What is being asked: Only the lines below, from the one with "Locate the desert ground" through the one with "Locate the sandy", are to be written out, exactly.

___

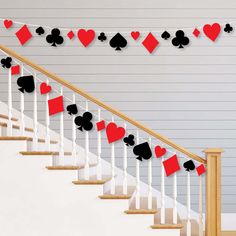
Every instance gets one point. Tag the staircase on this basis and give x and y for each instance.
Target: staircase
(146, 210)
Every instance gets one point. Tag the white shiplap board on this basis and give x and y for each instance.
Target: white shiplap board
(188, 95)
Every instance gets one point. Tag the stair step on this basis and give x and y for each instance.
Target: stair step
(42, 153)
(6, 117)
(141, 211)
(92, 181)
(40, 140)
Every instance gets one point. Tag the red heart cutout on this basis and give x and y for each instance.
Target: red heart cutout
(159, 151)
(114, 133)
(44, 88)
(8, 23)
(135, 35)
(212, 31)
(86, 36)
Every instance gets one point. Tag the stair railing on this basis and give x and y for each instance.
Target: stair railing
(212, 161)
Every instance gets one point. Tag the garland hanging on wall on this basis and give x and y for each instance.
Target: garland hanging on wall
(149, 40)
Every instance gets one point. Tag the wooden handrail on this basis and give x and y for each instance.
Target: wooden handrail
(103, 105)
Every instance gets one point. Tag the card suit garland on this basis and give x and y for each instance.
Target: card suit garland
(212, 31)
(86, 36)
(114, 133)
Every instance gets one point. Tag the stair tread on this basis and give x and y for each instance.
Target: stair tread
(6, 117)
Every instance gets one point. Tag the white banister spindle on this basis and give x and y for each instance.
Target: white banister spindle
(22, 107)
(150, 178)
(47, 118)
(99, 150)
(86, 166)
(200, 207)
(125, 184)
(61, 152)
(73, 133)
(163, 194)
(189, 231)
(137, 199)
(175, 192)
(9, 125)
(35, 139)
(113, 183)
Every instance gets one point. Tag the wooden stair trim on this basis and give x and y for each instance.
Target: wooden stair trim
(6, 117)
(167, 226)
(141, 211)
(91, 98)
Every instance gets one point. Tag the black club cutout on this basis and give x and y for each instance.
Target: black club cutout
(180, 39)
(55, 38)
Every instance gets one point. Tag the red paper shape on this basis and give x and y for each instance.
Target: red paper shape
(55, 105)
(71, 35)
(212, 31)
(196, 32)
(8, 24)
(45, 88)
(114, 133)
(171, 165)
(23, 34)
(86, 36)
(15, 70)
(135, 35)
(101, 125)
(150, 42)
(159, 151)
(201, 169)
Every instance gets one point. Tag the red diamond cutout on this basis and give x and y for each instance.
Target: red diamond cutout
(171, 165)
(101, 125)
(55, 105)
(150, 42)
(23, 34)
(71, 35)
(15, 70)
(196, 32)
(201, 169)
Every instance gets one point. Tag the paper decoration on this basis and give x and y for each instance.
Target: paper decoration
(86, 36)
(114, 133)
(23, 35)
(212, 31)
(84, 121)
(150, 43)
(201, 169)
(15, 70)
(159, 151)
(143, 151)
(171, 165)
(45, 88)
(55, 105)
(101, 125)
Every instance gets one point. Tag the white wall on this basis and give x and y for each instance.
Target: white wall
(187, 95)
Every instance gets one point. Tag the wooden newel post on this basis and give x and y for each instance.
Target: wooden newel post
(213, 192)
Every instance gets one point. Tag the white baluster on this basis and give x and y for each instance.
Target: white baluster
(125, 184)
(22, 107)
(113, 183)
(86, 166)
(47, 118)
(189, 231)
(150, 179)
(35, 139)
(74, 133)
(137, 199)
(61, 152)
(200, 208)
(175, 218)
(99, 149)
(163, 194)
(9, 125)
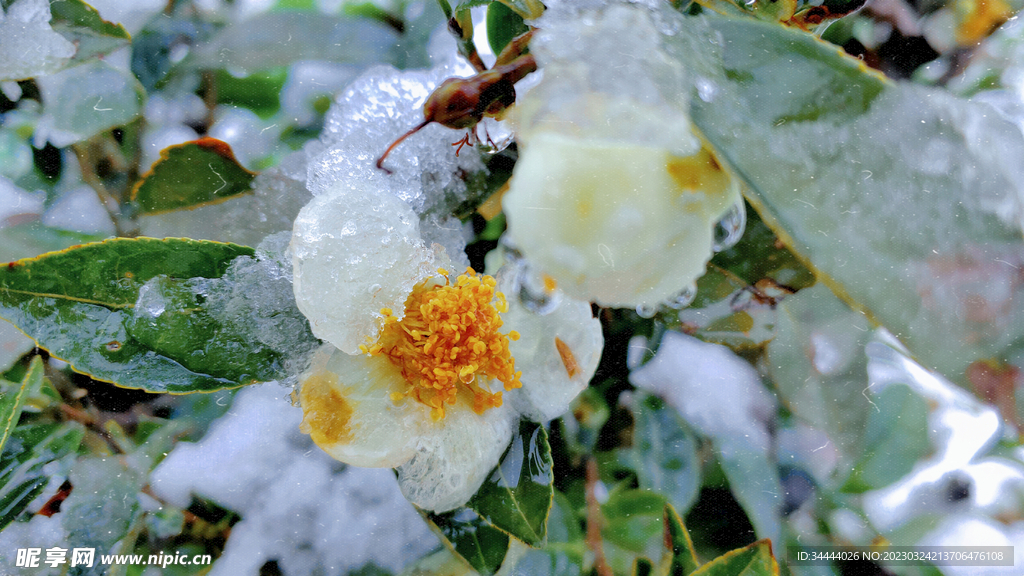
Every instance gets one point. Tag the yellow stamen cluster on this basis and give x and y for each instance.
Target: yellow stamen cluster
(449, 336)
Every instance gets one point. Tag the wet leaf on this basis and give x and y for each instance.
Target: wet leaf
(79, 304)
(13, 399)
(727, 312)
(677, 538)
(31, 239)
(818, 366)
(83, 26)
(895, 439)
(503, 26)
(517, 496)
(664, 452)
(192, 174)
(642, 567)
(259, 92)
(563, 552)
(102, 507)
(755, 560)
(759, 255)
(755, 483)
(25, 454)
(482, 545)
(634, 525)
(900, 197)
(152, 47)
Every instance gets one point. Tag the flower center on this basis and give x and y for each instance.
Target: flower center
(448, 337)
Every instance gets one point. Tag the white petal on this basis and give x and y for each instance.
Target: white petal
(453, 460)
(553, 374)
(355, 252)
(349, 413)
(610, 222)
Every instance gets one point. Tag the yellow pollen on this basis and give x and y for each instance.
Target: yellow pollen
(448, 340)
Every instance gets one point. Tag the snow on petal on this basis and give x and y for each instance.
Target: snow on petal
(558, 354)
(455, 457)
(348, 411)
(620, 224)
(355, 252)
(613, 195)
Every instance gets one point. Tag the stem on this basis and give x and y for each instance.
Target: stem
(87, 166)
(418, 127)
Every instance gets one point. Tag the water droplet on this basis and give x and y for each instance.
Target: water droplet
(646, 311)
(706, 89)
(729, 229)
(537, 295)
(683, 298)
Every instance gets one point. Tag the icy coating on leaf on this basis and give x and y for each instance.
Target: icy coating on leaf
(908, 208)
(278, 196)
(380, 106)
(355, 252)
(29, 46)
(452, 462)
(250, 312)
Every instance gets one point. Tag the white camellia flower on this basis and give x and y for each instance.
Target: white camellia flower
(419, 360)
(614, 195)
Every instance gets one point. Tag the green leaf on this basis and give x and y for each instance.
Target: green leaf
(28, 450)
(642, 567)
(818, 366)
(517, 495)
(895, 439)
(192, 174)
(445, 7)
(152, 47)
(754, 481)
(727, 311)
(758, 255)
(684, 558)
(503, 26)
(259, 92)
(80, 304)
(83, 26)
(890, 191)
(11, 402)
(461, 5)
(664, 452)
(755, 560)
(528, 9)
(103, 506)
(482, 545)
(634, 521)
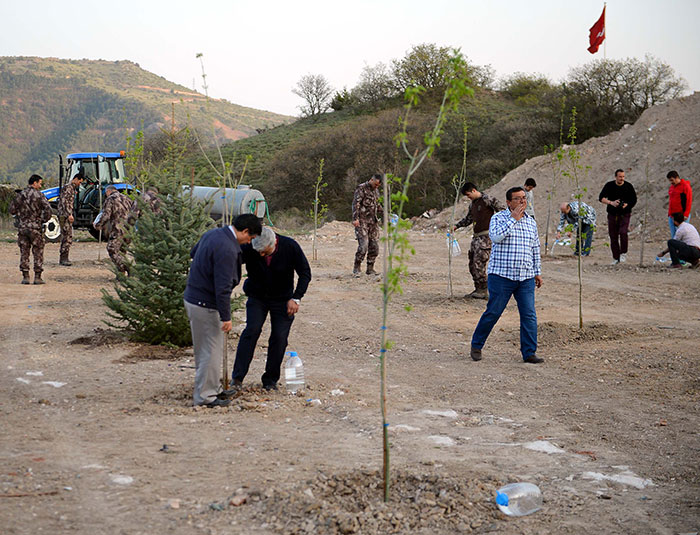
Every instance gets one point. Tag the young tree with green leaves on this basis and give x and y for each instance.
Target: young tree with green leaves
(574, 173)
(319, 209)
(395, 237)
(458, 182)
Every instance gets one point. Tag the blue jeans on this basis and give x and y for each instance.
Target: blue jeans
(256, 314)
(500, 291)
(673, 227)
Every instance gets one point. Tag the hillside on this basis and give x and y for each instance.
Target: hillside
(50, 106)
(356, 143)
(672, 144)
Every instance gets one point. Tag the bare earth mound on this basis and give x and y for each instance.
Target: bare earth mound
(672, 144)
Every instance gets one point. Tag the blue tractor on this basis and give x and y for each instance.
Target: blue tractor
(100, 169)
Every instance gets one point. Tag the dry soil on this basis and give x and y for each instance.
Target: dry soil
(99, 435)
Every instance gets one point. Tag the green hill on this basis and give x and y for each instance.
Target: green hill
(50, 106)
(357, 143)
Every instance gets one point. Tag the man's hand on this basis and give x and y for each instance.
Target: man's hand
(292, 307)
(518, 212)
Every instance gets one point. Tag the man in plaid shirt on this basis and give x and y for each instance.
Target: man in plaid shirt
(514, 270)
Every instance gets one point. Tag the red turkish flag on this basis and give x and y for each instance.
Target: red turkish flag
(597, 35)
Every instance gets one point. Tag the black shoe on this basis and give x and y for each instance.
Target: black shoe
(236, 387)
(218, 403)
(476, 353)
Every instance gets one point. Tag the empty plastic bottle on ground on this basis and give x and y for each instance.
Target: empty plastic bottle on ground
(294, 372)
(519, 499)
(456, 249)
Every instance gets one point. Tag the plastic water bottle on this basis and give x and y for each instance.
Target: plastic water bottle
(519, 499)
(456, 249)
(293, 372)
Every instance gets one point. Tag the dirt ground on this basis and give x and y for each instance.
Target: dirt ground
(99, 435)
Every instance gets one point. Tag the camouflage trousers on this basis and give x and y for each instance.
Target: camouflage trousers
(116, 247)
(31, 240)
(367, 243)
(66, 237)
(479, 254)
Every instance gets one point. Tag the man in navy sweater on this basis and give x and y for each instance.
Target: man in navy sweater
(215, 271)
(271, 262)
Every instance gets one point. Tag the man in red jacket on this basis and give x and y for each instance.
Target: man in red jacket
(680, 199)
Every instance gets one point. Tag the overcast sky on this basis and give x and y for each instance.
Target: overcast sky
(256, 50)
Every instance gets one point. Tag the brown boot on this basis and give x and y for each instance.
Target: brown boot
(479, 293)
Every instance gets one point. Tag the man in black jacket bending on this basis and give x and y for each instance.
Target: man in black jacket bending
(271, 261)
(215, 271)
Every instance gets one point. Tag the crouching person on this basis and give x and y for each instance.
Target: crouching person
(214, 272)
(271, 261)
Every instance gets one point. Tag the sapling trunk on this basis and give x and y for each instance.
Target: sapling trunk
(225, 362)
(382, 355)
(647, 187)
(396, 244)
(457, 182)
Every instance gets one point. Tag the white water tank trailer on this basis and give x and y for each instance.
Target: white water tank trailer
(235, 201)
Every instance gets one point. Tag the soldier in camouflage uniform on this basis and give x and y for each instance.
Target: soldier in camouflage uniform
(365, 205)
(32, 210)
(149, 199)
(479, 213)
(113, 222)
(66, 203)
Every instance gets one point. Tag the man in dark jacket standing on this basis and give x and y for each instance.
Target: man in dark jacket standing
(271, 262)
(32, 211)
(620, 198)
(215, 271)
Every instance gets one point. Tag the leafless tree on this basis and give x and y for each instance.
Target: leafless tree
(316, 92)
(375, 85)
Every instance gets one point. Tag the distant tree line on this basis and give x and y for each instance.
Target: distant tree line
(509, 120)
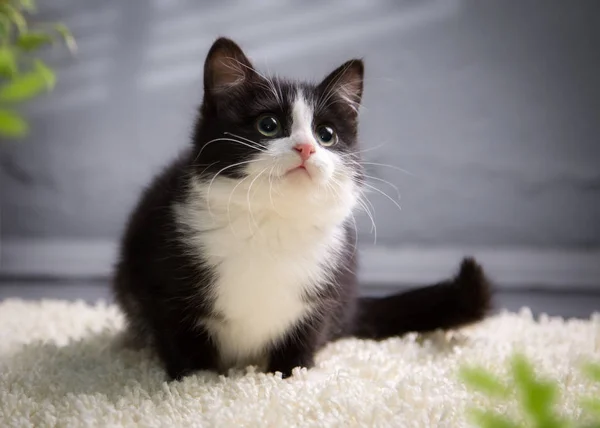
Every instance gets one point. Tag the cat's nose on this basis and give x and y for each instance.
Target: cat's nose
(305, 150)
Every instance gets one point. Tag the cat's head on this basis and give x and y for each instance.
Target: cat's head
(275, 143)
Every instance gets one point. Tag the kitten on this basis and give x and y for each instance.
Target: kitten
(243, 250)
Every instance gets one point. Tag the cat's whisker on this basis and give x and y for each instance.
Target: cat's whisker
(384, 194)
(216, 175)
(355, 234)
(261, 145)
(260, 149)
(229, 204)
(389, 166)
(361, 202)
(386, 182)
(354, 153)
(248, 198)
(271, 190)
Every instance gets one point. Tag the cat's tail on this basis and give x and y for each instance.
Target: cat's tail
(462, 300)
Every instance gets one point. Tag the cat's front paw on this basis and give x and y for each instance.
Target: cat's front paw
(286, 367)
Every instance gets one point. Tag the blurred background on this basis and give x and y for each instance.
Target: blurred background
(484, 115)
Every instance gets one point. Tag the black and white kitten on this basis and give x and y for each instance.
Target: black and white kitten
(242, 251)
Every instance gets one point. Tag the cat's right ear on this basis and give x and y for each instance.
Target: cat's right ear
(226, 67)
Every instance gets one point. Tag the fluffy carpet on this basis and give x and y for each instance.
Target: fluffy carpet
(60, 365)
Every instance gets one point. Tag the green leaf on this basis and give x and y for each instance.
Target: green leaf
(483, 381)
(11, 124)
(14, 16)
(33, 40)
(29, 5)
(491, 420)
(592, 370)
(28, 85)
(8, 63)
(67, 36)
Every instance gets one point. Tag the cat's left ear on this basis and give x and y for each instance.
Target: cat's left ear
(226, 67)
(347, 82)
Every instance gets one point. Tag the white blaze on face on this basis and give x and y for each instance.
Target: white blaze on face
(302, 121)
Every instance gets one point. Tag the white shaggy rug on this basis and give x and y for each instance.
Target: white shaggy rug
(59, 366)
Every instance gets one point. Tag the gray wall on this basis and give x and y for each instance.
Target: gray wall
(493, 106)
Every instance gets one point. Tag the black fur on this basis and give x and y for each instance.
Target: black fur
(164, 290)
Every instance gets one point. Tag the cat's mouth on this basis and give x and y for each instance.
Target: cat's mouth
(300, 169)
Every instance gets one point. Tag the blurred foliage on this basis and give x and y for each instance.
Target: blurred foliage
(24, 76)
(537, 397)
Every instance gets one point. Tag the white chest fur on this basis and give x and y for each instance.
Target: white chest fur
(264, 268)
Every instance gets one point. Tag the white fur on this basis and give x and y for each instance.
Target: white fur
(271, 237)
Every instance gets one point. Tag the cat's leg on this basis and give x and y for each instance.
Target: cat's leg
(185, 350)
(297, 349)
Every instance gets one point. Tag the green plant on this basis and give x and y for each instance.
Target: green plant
(23, 75)
(537, 397)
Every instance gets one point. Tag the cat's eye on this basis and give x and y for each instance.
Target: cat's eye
(268, 125)
(326, 135)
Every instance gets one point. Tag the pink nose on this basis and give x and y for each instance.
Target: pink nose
(305, 150)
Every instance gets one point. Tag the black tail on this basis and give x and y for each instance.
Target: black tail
(463, 300)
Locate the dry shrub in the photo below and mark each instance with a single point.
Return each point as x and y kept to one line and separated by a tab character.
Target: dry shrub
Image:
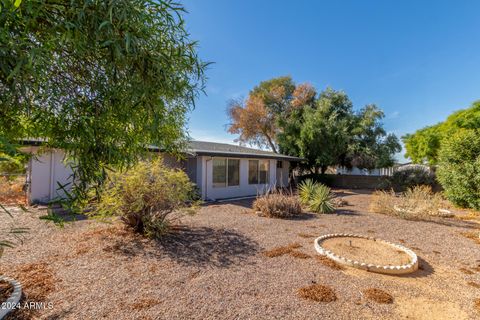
318	292
280	251
145	197
306	235
144	303
329	263
277	205
11	191
378	295
416	203
475	236
299	255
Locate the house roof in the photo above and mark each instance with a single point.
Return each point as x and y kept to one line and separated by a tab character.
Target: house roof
228	150
206	148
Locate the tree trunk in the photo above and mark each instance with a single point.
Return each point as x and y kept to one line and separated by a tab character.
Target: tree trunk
270	142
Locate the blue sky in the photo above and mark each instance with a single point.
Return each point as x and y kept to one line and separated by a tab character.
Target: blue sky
417	60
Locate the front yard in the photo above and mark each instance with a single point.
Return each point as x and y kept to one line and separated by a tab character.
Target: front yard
215	266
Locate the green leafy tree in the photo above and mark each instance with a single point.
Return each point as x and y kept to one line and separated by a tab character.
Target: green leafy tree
329	133
371	146
325	131
99	79
256	119
459	168
423	146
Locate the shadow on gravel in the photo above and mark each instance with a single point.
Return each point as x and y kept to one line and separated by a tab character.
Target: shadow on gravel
424	270
204	246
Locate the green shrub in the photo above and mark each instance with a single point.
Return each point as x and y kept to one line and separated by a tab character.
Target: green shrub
146	195
459	168
277	205
417	203
317	197
410	176
13	164
306	190
325	179
322	200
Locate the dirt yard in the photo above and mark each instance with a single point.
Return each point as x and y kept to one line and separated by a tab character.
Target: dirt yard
216	267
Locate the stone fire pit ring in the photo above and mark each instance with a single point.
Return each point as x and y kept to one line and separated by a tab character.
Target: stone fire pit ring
410	267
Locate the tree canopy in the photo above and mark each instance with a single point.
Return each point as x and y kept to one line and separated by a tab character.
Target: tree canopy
100	79
423	146
322	128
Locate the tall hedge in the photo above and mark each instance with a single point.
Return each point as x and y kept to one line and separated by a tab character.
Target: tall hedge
459	168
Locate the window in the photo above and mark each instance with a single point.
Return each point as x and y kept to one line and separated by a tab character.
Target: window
252	171
226	172
263	171
233	173
258	172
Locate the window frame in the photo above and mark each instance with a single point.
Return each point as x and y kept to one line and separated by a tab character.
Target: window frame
226	184
267	176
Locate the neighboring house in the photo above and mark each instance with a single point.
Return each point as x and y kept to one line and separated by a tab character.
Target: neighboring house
220	170
354	171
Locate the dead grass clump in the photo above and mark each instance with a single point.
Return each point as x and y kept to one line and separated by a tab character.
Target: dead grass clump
11	191
475	236
416	203
474	284
340	202
299	255
378	295
318	292
477	304
466	271
6	290
329	263
280	251
144	303
37	280
306	235
277	205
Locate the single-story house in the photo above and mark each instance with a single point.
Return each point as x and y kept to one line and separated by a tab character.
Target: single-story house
220	171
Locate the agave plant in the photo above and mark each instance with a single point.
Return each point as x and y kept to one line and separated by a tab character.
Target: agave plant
322	200
316	196
306	190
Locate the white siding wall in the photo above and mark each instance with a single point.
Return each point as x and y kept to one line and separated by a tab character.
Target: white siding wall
242	190
44	174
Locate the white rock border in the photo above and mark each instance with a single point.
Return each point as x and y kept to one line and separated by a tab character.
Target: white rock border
13	300
412	266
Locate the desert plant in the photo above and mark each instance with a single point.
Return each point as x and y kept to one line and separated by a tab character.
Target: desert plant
317	197
277	205
410	176
306	191
145	196
321	201
414	204
459	168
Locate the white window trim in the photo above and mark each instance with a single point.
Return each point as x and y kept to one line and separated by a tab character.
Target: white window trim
226	173
258	172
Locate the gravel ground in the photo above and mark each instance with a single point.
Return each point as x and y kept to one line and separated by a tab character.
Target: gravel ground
214	267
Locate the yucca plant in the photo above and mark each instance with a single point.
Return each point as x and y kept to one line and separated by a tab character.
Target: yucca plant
316	196
321	201
306	190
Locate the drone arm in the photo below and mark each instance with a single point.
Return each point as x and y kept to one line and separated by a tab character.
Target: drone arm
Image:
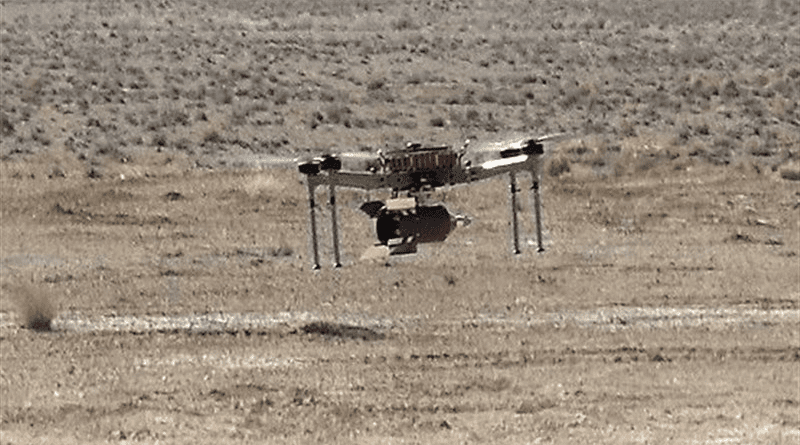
501	166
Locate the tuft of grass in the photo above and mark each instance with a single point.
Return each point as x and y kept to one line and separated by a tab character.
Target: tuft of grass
35	308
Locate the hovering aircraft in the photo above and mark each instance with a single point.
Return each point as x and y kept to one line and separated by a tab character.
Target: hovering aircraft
411	173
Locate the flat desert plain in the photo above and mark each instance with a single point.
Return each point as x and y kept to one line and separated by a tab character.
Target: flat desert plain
154	247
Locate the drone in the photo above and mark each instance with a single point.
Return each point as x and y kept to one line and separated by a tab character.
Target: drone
411	173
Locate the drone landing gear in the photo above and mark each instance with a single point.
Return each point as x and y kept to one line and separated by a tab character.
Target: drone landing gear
334	226
537	210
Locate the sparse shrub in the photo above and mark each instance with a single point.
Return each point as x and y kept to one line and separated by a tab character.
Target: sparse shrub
6	126
558	167
338	114
35	308
437	121
404	23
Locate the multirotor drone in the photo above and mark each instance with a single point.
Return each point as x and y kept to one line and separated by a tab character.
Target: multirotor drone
405	220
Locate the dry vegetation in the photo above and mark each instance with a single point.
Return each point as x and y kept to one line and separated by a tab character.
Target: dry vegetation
127	128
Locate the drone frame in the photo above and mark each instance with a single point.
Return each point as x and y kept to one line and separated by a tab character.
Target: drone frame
525	155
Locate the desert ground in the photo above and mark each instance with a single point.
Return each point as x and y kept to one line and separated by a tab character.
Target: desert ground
154	248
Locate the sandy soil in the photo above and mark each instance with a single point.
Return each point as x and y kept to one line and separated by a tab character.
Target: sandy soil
154	261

___

Reply to the task:
Locate the desert ground in the photo above and mark each instance with a single point.
Return each point as x and y kept to one line and separated by a tab character.
Target: desert ground
154	248
Locate the sandy soil in the photo above and mark each instance with a single point.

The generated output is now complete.